■ **The data**:
**********
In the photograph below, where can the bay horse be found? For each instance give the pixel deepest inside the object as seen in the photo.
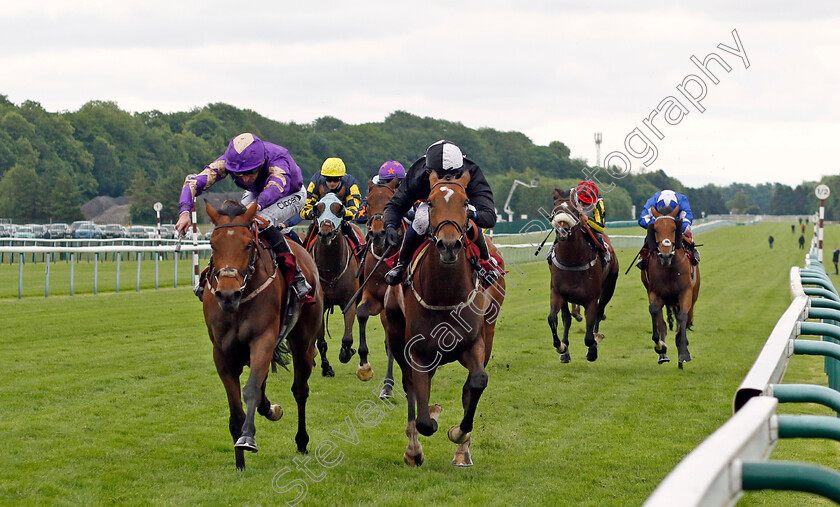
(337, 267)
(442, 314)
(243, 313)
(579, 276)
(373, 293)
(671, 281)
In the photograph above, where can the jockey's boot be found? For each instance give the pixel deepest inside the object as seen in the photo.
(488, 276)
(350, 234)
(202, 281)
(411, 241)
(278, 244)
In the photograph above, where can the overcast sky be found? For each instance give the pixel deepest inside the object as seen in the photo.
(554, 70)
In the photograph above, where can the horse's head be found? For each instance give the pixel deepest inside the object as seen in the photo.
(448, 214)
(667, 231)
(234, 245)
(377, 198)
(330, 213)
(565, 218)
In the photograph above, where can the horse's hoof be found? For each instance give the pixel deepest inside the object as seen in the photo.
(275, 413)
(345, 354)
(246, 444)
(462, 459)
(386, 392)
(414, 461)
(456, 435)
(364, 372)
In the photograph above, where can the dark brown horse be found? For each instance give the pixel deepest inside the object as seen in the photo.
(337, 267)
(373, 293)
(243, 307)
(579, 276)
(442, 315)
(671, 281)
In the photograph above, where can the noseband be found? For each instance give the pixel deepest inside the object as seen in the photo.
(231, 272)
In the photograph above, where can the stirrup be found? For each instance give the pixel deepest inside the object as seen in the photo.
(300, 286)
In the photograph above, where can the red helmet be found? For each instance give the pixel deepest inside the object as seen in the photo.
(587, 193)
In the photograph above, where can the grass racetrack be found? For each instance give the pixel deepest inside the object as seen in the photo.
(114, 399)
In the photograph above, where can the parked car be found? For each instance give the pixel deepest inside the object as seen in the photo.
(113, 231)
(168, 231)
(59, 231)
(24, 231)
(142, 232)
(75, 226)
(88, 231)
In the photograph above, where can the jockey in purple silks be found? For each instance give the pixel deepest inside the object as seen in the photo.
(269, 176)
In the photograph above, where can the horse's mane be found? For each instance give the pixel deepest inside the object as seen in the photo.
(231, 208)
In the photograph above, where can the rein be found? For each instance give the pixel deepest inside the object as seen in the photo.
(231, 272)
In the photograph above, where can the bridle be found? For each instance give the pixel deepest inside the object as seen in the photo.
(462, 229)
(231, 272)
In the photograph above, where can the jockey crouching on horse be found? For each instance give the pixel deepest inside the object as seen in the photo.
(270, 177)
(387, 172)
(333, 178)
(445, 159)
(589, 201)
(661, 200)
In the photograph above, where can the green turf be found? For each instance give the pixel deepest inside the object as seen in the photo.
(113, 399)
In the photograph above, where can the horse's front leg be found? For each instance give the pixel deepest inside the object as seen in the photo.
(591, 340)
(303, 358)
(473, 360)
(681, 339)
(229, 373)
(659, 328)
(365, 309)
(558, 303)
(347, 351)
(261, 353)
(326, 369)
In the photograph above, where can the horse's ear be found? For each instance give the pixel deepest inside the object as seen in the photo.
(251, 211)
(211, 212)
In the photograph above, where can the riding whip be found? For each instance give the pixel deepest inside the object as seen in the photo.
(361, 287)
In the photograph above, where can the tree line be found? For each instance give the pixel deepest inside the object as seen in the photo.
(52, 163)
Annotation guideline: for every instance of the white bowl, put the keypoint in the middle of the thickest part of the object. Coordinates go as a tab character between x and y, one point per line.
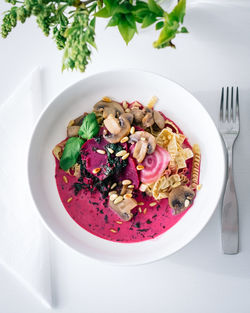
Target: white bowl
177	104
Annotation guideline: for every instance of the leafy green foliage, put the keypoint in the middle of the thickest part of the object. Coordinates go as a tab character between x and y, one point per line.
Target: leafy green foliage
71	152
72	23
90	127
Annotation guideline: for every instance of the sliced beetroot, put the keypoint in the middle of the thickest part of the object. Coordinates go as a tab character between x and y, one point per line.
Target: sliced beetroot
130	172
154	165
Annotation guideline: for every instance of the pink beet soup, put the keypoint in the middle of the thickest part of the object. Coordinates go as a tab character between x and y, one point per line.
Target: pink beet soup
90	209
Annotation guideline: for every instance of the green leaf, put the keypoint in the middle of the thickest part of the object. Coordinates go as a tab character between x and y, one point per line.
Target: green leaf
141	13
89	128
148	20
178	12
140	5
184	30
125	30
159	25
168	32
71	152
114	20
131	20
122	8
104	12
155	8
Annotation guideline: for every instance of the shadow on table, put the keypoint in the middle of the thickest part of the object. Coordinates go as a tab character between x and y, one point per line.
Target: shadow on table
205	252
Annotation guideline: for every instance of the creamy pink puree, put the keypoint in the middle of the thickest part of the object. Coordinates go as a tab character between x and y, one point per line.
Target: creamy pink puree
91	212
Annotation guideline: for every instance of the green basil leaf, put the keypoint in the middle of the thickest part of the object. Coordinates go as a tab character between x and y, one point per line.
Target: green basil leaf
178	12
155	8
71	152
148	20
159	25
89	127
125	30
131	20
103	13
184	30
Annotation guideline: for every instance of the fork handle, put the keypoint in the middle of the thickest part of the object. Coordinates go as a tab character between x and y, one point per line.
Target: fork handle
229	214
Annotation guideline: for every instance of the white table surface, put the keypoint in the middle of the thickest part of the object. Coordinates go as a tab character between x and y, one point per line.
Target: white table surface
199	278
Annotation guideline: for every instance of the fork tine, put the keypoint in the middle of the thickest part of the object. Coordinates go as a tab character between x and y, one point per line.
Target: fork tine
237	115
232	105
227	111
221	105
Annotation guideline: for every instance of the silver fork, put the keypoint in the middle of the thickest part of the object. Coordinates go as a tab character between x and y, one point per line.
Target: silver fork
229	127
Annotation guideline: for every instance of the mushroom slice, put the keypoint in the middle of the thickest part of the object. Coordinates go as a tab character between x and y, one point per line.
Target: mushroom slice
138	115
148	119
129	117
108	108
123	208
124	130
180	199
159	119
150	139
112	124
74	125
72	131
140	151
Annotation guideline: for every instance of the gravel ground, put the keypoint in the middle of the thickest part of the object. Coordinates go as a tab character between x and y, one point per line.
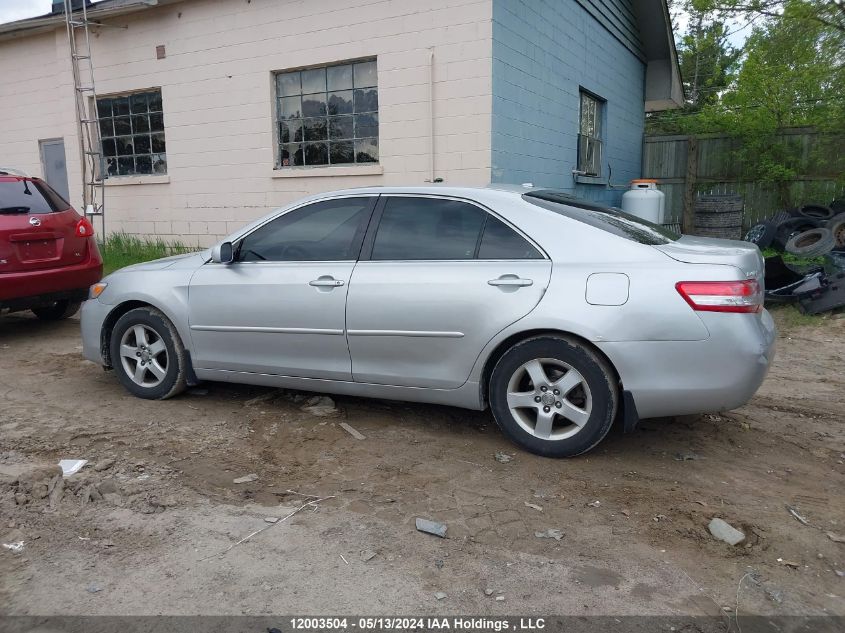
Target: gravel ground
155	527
**********
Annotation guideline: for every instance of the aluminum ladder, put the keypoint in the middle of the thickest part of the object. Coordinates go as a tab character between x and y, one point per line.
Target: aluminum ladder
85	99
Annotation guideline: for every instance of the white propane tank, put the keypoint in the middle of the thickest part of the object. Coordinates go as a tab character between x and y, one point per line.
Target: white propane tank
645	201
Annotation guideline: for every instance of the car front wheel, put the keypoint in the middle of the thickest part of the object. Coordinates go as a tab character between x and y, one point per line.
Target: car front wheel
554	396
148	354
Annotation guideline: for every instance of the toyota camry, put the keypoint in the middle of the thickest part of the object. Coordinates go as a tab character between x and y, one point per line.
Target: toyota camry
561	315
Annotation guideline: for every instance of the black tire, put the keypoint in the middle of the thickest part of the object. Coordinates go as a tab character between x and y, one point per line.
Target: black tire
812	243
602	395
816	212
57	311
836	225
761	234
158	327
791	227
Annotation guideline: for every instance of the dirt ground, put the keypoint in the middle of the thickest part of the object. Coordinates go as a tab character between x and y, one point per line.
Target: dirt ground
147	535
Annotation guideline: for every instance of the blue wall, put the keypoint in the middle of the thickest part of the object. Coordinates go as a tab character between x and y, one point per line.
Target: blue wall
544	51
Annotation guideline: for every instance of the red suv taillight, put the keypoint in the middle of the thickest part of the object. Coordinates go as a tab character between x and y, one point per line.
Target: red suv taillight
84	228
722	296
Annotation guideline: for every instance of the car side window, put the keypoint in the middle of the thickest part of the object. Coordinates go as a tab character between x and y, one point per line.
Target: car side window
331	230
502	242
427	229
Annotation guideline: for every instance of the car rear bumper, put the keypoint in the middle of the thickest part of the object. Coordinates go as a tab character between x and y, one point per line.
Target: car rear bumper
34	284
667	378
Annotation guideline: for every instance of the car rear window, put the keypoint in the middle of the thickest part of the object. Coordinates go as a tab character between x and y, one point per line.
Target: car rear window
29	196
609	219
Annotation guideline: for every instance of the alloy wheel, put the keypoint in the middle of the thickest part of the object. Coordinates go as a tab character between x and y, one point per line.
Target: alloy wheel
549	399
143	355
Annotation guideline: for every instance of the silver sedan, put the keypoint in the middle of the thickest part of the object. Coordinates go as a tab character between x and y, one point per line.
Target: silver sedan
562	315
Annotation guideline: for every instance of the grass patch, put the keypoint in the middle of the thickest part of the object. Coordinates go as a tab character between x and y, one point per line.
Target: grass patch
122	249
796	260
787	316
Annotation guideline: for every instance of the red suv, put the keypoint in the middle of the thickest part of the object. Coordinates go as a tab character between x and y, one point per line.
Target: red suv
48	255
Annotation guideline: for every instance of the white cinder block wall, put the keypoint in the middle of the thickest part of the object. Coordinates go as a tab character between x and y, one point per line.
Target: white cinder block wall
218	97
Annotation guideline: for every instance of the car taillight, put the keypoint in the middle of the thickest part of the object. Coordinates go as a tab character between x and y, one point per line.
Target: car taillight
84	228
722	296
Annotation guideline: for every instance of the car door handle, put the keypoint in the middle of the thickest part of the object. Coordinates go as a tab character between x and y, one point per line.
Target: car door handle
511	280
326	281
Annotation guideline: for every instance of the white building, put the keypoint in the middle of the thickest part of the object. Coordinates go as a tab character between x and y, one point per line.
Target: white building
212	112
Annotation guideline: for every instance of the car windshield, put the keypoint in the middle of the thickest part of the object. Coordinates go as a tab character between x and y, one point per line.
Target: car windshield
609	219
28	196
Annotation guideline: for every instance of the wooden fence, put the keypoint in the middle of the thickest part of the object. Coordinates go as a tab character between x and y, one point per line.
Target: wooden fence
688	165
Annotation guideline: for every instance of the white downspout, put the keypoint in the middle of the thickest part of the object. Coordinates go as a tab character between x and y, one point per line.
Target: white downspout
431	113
**********
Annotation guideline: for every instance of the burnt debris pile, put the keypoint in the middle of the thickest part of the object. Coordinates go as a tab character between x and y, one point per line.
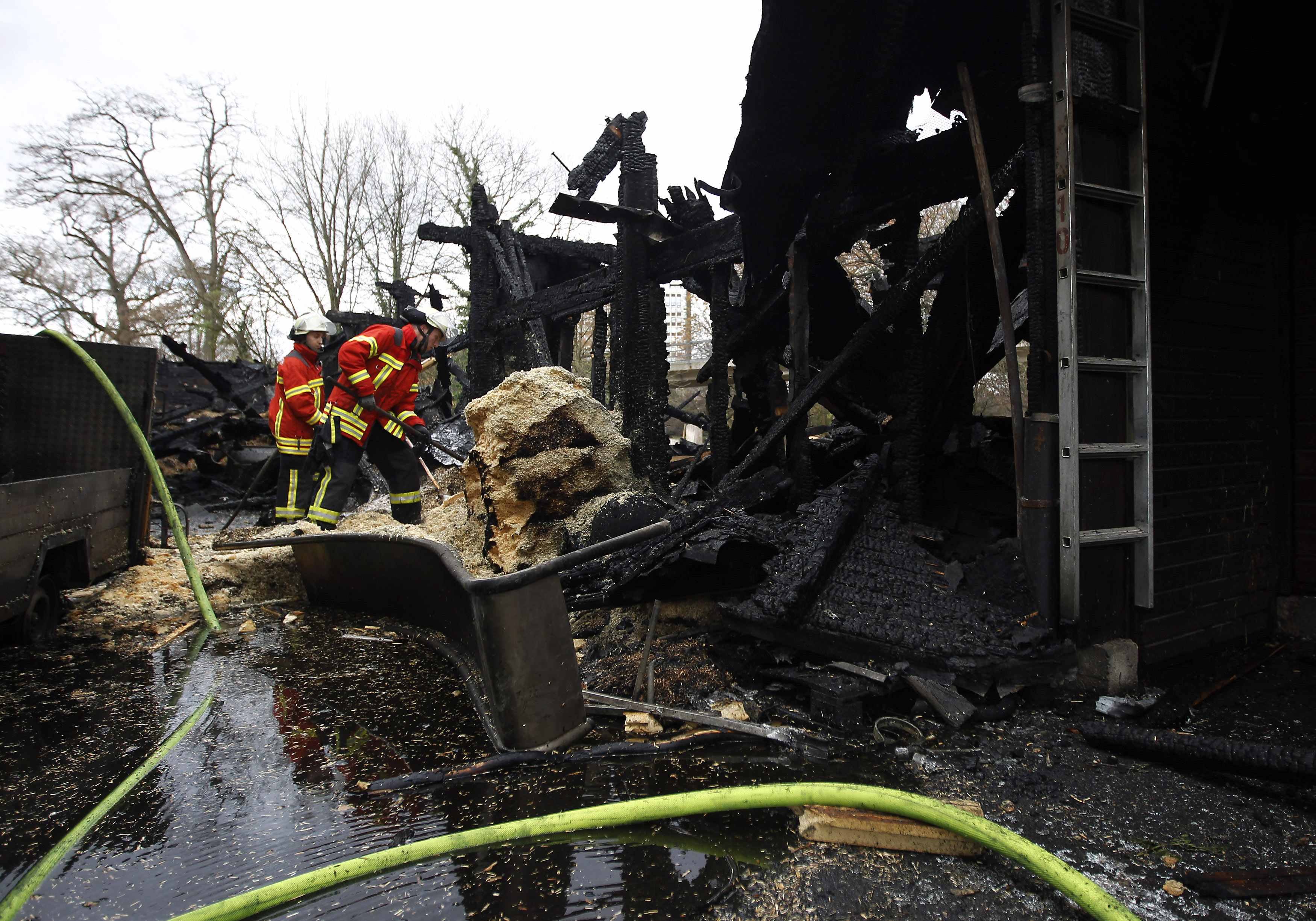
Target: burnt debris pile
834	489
**********
■ **Problem description**: Using the entries above, return exactly the lines from the line with "Target: car front wheel" to the line with "Annotation guideline: for every instance of the black", counting both of those lines.

■ **Solution for this task**:
Target: car front wheel
554	396
148	354
Annotation guideline: for every instance of the toyota camry, put the keypoint in the middle of the thickest part of the object. Coordinates go as a tab character between x and y, one point per line.
Target: toyota camry
561	315
Annotation guideline: for every instance of the black tire, put the keypoint in the middle of the thickest part of the object. Coordinates go as a tab character between x and y, one point per line.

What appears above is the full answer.